- [TASK]:
Print the whole listing below exactly, skipping every picture.
☆ ☆ ☆ ☆ ☆ ☆ ☆
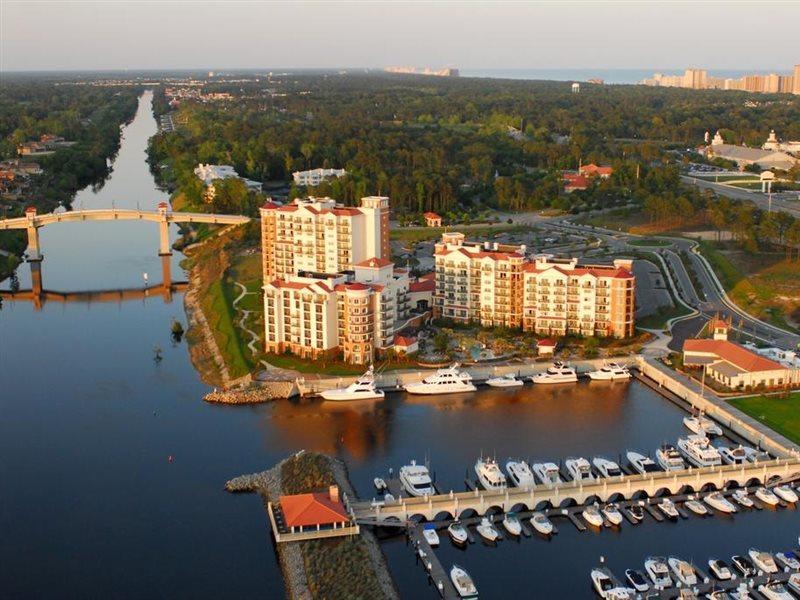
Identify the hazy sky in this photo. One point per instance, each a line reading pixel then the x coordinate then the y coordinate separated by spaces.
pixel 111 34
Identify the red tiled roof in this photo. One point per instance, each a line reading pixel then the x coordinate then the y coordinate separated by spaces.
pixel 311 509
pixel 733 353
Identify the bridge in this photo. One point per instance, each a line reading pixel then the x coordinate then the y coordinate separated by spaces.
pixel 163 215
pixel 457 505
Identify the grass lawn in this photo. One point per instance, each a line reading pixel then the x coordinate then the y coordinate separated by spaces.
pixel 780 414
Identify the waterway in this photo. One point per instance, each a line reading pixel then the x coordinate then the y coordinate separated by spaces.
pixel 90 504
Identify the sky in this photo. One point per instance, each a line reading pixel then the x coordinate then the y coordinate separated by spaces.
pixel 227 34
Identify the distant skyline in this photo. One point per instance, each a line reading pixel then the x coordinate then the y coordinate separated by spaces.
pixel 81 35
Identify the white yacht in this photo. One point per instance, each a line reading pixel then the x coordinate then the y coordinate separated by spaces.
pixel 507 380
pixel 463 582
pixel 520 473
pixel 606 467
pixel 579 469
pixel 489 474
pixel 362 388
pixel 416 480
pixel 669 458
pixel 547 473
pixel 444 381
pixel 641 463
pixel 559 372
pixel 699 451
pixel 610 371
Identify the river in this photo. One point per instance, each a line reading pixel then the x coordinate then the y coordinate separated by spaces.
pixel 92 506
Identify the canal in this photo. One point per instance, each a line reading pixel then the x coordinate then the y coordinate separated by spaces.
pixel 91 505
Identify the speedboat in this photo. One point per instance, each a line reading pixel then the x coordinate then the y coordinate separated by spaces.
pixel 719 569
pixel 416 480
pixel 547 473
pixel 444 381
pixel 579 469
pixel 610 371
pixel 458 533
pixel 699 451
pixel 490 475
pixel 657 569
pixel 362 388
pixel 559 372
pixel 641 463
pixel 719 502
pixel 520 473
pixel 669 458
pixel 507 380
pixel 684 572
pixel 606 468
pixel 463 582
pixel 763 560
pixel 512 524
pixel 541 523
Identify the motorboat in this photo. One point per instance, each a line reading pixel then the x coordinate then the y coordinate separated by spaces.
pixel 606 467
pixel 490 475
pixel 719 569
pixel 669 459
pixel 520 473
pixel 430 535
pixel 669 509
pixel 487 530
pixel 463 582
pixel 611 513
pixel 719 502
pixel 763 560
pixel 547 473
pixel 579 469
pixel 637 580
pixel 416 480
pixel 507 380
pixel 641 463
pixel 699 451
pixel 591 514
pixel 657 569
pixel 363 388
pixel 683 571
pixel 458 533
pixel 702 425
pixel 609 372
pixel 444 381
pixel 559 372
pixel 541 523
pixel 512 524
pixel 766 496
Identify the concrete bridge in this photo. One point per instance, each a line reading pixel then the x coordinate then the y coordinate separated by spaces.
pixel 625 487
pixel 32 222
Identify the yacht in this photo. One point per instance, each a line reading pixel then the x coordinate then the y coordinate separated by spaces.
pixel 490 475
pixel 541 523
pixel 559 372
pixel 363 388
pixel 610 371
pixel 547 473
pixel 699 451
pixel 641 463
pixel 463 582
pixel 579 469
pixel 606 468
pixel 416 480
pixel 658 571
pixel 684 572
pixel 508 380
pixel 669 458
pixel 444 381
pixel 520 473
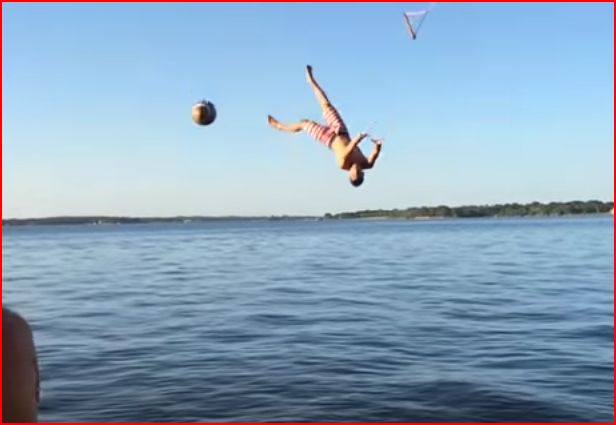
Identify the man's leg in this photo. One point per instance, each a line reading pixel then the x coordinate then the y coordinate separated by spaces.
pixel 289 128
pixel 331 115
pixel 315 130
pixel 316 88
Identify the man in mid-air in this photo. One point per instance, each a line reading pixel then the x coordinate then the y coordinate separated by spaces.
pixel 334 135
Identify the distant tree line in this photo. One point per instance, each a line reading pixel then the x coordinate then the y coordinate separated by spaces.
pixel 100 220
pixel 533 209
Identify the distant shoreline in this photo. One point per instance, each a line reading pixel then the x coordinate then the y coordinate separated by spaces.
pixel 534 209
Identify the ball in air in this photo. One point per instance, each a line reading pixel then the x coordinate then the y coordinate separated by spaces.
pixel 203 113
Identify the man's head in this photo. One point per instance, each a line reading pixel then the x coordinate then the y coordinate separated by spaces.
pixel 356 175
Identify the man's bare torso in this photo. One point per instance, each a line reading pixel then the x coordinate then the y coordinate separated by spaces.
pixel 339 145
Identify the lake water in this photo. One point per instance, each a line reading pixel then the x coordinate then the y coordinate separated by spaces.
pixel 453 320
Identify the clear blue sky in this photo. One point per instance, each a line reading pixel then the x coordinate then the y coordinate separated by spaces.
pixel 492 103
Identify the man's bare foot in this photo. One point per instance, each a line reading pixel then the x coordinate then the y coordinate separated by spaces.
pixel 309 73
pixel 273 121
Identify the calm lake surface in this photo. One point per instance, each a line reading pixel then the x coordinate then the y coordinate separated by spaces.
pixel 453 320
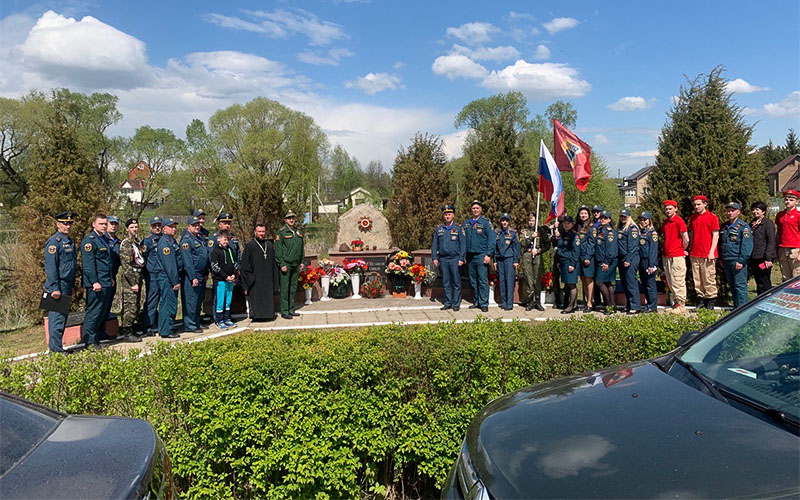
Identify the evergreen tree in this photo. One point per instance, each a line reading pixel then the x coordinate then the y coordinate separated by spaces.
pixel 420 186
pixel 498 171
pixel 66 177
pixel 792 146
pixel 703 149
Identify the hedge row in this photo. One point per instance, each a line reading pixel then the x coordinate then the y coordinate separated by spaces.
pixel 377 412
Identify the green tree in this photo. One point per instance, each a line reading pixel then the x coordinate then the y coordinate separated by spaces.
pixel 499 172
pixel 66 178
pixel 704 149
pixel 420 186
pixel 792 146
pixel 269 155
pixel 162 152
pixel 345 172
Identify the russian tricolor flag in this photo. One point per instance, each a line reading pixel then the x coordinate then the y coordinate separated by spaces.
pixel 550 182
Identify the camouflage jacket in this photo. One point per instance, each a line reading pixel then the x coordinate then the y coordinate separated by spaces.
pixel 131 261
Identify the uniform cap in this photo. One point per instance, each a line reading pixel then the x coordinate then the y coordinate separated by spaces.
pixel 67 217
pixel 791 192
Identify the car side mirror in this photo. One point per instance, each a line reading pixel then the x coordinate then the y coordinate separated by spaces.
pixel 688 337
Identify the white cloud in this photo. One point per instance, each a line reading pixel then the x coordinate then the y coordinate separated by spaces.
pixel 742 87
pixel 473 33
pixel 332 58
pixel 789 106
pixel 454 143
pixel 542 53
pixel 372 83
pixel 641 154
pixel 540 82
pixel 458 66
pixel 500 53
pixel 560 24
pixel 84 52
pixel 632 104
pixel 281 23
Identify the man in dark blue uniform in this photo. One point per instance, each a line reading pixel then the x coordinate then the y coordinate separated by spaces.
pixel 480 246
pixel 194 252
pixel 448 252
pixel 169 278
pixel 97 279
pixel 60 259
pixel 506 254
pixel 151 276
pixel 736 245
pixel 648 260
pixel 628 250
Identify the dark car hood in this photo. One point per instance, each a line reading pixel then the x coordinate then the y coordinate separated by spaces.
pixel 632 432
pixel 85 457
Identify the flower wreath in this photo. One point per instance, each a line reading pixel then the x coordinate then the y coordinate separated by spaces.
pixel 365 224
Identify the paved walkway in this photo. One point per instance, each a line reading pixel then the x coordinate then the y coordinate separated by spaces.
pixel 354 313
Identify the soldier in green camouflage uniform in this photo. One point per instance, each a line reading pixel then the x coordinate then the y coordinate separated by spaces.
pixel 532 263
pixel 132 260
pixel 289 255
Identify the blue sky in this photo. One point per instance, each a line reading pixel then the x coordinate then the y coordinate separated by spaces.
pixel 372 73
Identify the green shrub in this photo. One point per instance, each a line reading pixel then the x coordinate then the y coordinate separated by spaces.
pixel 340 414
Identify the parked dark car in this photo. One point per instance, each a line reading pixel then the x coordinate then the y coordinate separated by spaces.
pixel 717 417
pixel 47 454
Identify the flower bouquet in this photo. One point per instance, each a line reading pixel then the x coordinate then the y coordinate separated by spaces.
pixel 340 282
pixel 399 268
☆ ☆ ☆ ☆ ☆ ☆ ☆
- [ANSWER TO THE EXERCISE]:
Identify the hazy sky in this photo. One point per instance, each a line reading pixel then the x coordinate then the y coordinate separated by spaces.
pixel 111 34
Identify the red tiled roof in this photo. One point per instance, each a line reading pixel then the x coordinate then the y coordinate separated by spaces.
pixel 311 509
pixel 733 353
Identify the bridge in this photo. One point per instance, each a line reading pixel then the x coordinate then the y coordinate separated by spaces.
pixel 163 215
pixel 457 505
Identify the grass lawn in this photo. One point per instance, each a line reading pixel then the x coordinate then the y coordinate separated by spaces.
pixel 780 414
Identify the waterway in this photo. One point per instance, each a line reading pixel then the x coordinate then the y coordinate separated by spaces.
pixel 90 504
Identify the sky in this photo. One point per instance, each a line reading pixel then the x coordinate then the y coordinate separated by spaces.
pixel 227 34
Identify the distant skyline in this photo. One point per instance, each a line reading pixel then the x coordinate then the y coordinate separated by spaces.
pixel 81 35
Identify the white yacht in this photo. One point per instance, each a line reading pixel then the x coordinate then the y coordinate separated by spaces.
pixel 507 380
pixel 463 582
pixel 520 473
pixel 606 467
pixel 579 469
pixel 489 474
pixel 362 388
pixel 416 480
pixel 669 458
pixel 547 473
pixel 444 381
pixel 641 463
pixel 559 372
pixel 699 451
pixel 610 371
Identify the river in this photo. One point per instance, each a line reading pixel then the x coordinate then the y coordinate separated by spaces.
pixel 92 506
Identify the canal in this photo. One point per instance, each a line reading pixel then the x coordinate then the y coordinate separated by spaces.
pixel 91 505
Identify the speedboat in this photo. One point per instance, each a line reading pixel then the x coordinate then the y coordinate separated by spaces.
pixel 719 569
pixel 416 480
pixel 547 473
pixel 444 381
pixel 579 469
pixel 610 371
pixel 458 533
pixel 699 451
pixel 490 475
pixel 657 569
pixel 362 388
pixel 559 372
pixel 641 463
pixel 719 502
pixel 520 473
pixel 669 458
pixel 507 380
pixel 684 572
pixel 606 468
pixel 463 582
pixel 763 560
pixel 512 524
pixel 541 523
Identify the motorboat in this photo. One point per instance, each a line reading pixel then the x coordinate then the y coordinate separated by spaces.
pixel 606 467
pixel 490 475
pixel 719 569
pixel 669 459
pixel 520 473
pixel 430 535
pixel 669 509
pixel 487 530
pixel 463 582
pixel 611 513
pixel 719 502
pixel 763 560
pixel 547 473
pixel 579 469
pixel 637 580
pixel 416 480
pixel 507 380
pixel 641 463
pixel 699 451
pixel 591 514
pixel 657 569
pixel 363 388
pixel 683 571
pixel 458 533
pixel 702 425
pixel 609 372
pixel 444 381
pixel 559 372
pixel 541 523
pixel 512 524
pixel 766 496
Identify the concrete bridge in this photo. One point per instance, each a line reading pixel then the x coordinate then the y coordinate separated by spaces.
pixel 625 487
pixel 32 222
Identify the yacht in this photo. One point per instance, each a line reading pixel then the x coordinate then the y coordinate separated by spaces.
pixel 490 475
pixel 541 523
pixel 559 372
pixel 363 388
pixel 610 371
pixel 547 473
pixel 699 451
pixel 641 463
pixel 463 582
pixel 579 469
pixel 606 468
pixel 416 480
pixel 658 571
pixel 684 572
pixel 508 380
pixel 669 458
pixel 444 381
pixel 520 473
Identify the man's leg in this photo. One point per instance, each a line reading pixel then the x coordinate then the y coordinate separated by spaces.
pixel 289 128
pixel 331 115
pixel 315 130
pixel 316 88
Identify the man in mid-air in this photo. One point per instance, each a line reading pixel then the x coordinate then the y coordinate separated by spaces.
pixel 334 135
Identify the distant tree line in this photo. One point per instance, each a line reading pixel then the x coordinate then the y coordinate separated by spaces.
pixel 100 220
pixel 533 209
Identify the distant shoreline in this photo. One point per instance, each a line reading pixel then the x coordinate then the y coordinate separated by spaces.
pixel 534 209
Identify the ball in air in this photo. One point per instance, each a line reading pixel then the x coordinate then the y coordinate separated by spaces.
pixel 203 113
Identify the man's head in this photo. One point per instance, each a line reading pixel then the x coordinate then the y coordinate separated by spaces.
pixel 356 175
Identify the man's bare torso in this photo. One point per instance, each a line reading pixel then the x coordinate then the y coordinate separated by spaces.
pixel 339 145
Identify the lake water in this photo. One point per instance, each a line reading pixel then the x coordinate then the y coordinate separated by spaces.
pixel 453 320
Identify the clear blue sky in this photo. One point per instance, each a line reading pixel then the x coordinate then the y coordinate separated by spaces.
pixel 492 103
Identify the man's bare foot in this photo. One point per instance, each a line reading pixel then the x coordinate then the y coordinate separated by spaces.
pixel 309 73
pixel 273 121
Identify the calm lake surface in this photo. One point per instance, each a line reading pixel then the x coordinate then the y coordinate separated by spaces.
pixel 453 320
Identify the evergreen tree in this photo. One point per instance, each a line reading pixel then the x coordinate then the y coordinate separated by spaces.
pixel 420 186
pixel 498 171
pixel 66 177
pixel 792 146
pixel 703 149
Identify the hedge row in this photo. One point per instance, each a line reading pixel then the x coordinate then the y coordinate separated by spaces.
pixel 377 412
Identify the green tree in this photo. One point per instance, each a line reading pixel then the x coordinate then the y coordinate separated by spaces.
pixel 499 172
pixel 66 178
pixel 704 149
pixel 420 186
pixel 792 146
pixel 269 155
pixel 162 152
pixel 345 172
Identify the russian tricolor flag in this photo. One point per instance, each a line reading pixel then the x coordinate then the y coordinate separated by spaces.
pixel 550 182
Identify the camouflage jacket in this photo. One point per instance, each a line reading pixel then the x coordinate then the y coordinate separated by spaces.
pixel 131 261
Identify the uniform cap in this photo. One point per instance, each a line reading pixel then the x coordinate then the y coordinate separated by spaces.
pixel 67 217
pixel 791 192
Identify the car side mirror in this photo. One point per instance, each a line reading pixel then the x coordinate then the y coordinate separated by spaces.
pixel 688 337
Identify the white cloud in this photo. One point per instance, each a line reading pixel then the x coordinate then the y coordinate separated by spaces.
pixel 742 87
pixel 473 33
pixel 332 58
pixel 789 106
pixel 454 143
pixel 542 53
pixel 372 83
pixel 641 154
pixel 540 82
pixel 458 66
pixel 500 53
pixel 560 24
pixel 84 52
pixel 632 104
pixel 281 23
Identify the man in dark blue uniform in this photo. One point per instance, each a line reading pixel then the x coordinate then the y coordinate separated by spaces.
pixel 480 246
pixel 194 252
pixel 448 252
pixel 169 278
pixel 97 279
pixel 60 259
pixel 506 254
pixel 151 276
pixel 736 245
pixel 648 260
pixel 628 250
Identify the dark car hood in this photo. One point per instance, each a line reading pixel then the x coordinate then the y coordinate separated by spaces.
pixel 632 432
pixel 85 457
Identify the flower wreath in this photo. One point per instance, each a line reading pixel then the x coordinate then the y coordinate separated by spaces.
pixel 365 224
Identify the paved walkway in this photo. One point per instance, each a line reading pixel then the x coordinate then the y coordinate separated by spaces.
pixel 354 313
Identify the soldier in green camouflage uniform in this photo. One point per instance, each a line reading pixel then the x coordinate then the y coordinate separated by spaces.
pixel 532 263
pixel 132 260
pixel 289 255
Identify the blue sky in this photo. One point per instance, each a line reading pixel then the x coordinate then the y coordinate separated by spaces.
pixel 372 73
Identify the green shrub in this photo. One point per instance, each a line reading pixel then the x coordinate then the y coordinate separated by spaces.
pixel 340 414
Identify the parked dark car in this photo. One point per instance, each a line reading pixel then the x coordinate then the y coordinate separated by spaces.
pixel 717 417
pixel 47 454
Identify the flower bouquet in this photo. One point per instance, each a line reading pixel then the x coordinate then the y coordinate separated by spaces.
pixel 340 282
pixel 399 268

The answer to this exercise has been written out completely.